_Request_. Copy out the lines without any change, starting with the line that contains "Spot the snowy" and ending with the line that contains "418,285,446,389", both included.

Extracts from a box-labeled dataset
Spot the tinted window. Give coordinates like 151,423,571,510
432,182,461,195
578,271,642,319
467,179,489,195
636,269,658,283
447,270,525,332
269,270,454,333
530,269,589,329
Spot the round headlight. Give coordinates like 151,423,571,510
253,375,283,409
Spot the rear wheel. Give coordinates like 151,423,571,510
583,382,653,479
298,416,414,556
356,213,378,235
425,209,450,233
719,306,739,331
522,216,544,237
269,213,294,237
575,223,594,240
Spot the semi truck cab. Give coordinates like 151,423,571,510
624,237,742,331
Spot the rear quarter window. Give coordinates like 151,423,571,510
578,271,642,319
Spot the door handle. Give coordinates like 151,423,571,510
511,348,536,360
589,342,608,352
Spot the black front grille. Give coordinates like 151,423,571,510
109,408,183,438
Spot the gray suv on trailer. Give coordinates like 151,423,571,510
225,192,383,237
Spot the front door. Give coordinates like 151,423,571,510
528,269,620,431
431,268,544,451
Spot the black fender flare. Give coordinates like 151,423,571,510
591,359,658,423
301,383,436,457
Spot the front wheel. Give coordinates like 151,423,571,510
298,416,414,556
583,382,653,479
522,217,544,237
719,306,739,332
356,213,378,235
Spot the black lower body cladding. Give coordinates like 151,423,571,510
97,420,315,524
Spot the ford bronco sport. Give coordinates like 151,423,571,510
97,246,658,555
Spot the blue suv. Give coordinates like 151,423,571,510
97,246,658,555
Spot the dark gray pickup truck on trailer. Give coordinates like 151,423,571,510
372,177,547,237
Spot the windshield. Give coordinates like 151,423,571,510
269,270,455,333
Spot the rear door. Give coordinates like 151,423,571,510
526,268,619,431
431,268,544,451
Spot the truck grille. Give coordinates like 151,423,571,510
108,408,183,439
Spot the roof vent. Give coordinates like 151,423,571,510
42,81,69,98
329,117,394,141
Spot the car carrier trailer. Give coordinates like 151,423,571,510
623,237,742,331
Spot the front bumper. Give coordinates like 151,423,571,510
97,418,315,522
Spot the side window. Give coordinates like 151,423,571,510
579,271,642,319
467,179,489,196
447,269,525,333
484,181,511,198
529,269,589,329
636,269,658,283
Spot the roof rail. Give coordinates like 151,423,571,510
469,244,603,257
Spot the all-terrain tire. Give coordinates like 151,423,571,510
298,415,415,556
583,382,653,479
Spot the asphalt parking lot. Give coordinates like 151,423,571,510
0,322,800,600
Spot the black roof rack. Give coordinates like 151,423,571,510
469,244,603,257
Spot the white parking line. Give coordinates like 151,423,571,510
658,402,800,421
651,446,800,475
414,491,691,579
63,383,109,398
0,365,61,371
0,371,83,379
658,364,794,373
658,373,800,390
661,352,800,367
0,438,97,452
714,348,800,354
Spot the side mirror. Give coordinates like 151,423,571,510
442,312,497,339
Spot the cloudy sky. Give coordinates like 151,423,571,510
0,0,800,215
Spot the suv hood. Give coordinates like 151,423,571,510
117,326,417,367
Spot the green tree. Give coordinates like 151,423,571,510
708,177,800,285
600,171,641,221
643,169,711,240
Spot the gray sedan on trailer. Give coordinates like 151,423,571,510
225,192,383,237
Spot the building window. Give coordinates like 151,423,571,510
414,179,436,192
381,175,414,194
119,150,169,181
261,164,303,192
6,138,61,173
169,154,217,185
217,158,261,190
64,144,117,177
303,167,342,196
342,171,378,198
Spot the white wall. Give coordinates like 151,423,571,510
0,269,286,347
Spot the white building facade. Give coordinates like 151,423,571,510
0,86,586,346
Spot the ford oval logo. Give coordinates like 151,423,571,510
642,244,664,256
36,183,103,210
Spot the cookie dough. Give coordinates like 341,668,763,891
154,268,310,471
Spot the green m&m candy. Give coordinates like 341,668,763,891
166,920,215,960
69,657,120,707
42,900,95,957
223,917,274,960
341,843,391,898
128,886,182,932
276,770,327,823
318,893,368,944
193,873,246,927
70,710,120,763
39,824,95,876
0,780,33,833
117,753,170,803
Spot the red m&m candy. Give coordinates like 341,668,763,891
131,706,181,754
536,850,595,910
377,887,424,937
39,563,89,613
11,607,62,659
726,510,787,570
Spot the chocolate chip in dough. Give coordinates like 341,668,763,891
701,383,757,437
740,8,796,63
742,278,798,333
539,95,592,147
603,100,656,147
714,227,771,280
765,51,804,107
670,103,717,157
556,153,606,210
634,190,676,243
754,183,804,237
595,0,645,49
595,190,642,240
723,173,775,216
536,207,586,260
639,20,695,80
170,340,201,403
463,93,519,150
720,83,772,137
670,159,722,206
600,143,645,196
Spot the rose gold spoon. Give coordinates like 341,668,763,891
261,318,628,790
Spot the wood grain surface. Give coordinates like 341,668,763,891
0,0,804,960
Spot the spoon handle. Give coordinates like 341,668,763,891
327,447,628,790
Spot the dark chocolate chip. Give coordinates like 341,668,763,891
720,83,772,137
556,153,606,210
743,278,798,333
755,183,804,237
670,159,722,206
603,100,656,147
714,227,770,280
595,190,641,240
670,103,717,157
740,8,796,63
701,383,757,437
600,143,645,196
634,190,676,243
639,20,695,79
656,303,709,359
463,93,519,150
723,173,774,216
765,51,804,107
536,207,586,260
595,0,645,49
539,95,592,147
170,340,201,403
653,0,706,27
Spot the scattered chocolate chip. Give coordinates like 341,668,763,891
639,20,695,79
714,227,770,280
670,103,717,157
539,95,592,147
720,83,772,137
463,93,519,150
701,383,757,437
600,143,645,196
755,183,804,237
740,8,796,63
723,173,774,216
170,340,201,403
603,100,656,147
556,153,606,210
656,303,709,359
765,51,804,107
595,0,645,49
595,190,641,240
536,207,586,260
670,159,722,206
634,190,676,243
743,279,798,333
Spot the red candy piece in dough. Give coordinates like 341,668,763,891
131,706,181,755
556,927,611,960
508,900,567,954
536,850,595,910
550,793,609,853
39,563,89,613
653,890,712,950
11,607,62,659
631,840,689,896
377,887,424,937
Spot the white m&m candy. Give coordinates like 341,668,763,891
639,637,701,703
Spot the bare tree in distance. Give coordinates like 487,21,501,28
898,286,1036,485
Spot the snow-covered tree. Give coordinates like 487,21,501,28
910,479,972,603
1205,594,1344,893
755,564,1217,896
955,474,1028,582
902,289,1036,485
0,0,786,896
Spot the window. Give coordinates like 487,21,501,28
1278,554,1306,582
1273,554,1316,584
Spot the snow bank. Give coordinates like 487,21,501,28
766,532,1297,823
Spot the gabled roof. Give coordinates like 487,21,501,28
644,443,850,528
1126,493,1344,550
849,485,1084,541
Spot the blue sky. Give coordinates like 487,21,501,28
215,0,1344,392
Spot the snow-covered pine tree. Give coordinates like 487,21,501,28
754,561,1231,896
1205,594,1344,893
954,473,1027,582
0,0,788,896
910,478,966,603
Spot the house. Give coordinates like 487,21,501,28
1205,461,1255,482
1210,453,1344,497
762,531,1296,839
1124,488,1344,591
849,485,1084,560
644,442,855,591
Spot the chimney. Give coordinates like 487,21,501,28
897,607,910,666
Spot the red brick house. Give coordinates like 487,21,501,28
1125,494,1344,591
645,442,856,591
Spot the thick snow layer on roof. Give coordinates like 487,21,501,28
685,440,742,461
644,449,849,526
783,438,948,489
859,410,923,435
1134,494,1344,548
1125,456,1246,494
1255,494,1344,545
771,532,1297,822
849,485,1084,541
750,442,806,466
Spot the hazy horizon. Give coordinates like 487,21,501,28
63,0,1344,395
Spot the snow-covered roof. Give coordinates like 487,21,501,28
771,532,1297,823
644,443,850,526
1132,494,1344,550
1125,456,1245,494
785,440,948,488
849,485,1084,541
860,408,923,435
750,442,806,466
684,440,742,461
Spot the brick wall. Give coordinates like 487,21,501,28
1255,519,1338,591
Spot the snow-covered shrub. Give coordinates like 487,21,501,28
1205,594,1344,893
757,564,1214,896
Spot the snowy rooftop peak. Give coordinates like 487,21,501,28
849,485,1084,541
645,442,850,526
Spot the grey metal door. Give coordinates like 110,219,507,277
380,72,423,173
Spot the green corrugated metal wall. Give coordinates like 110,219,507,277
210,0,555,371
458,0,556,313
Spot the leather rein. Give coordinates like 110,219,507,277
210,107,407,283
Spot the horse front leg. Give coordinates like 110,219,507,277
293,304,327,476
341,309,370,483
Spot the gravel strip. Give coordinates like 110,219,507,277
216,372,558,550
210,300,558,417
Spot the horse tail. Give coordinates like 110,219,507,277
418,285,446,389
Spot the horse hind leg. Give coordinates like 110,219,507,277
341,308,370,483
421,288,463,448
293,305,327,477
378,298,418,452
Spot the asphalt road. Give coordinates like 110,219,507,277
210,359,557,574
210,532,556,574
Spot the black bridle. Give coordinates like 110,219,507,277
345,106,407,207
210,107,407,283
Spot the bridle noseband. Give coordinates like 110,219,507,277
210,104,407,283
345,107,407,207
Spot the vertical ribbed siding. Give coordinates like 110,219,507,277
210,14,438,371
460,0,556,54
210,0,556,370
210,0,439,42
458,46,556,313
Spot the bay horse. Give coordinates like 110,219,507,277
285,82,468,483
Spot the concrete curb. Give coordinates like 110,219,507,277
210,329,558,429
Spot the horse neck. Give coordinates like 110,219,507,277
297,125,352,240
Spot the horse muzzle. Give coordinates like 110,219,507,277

_Expected output_.
Spot the snowy rooftop peak. Give coordinates like 487,21,501,28
849,485,1084,541
645,442,850,526
Spot the grey metal door. Give coordinates like 110,219,507,277
380,72,423,173
Spot the green corrugated metal wall. Give coordinates like 110,219,507,277
210,0,555,371
458,0,556,313
Spot the leather rein. Give coordinates like 110,219,507,277
210,107,407,283
Spot the horse front leg. Give coordinates like 110,219,507,277
293,304,327,476
341,309,370,483
Spot the gravel strip. Give coordinates like 110,219,507,277
216,372,558,550
210,300,558,417
Spot the horse tail. Give coordinates like 110,219,507,277
418,285,446,389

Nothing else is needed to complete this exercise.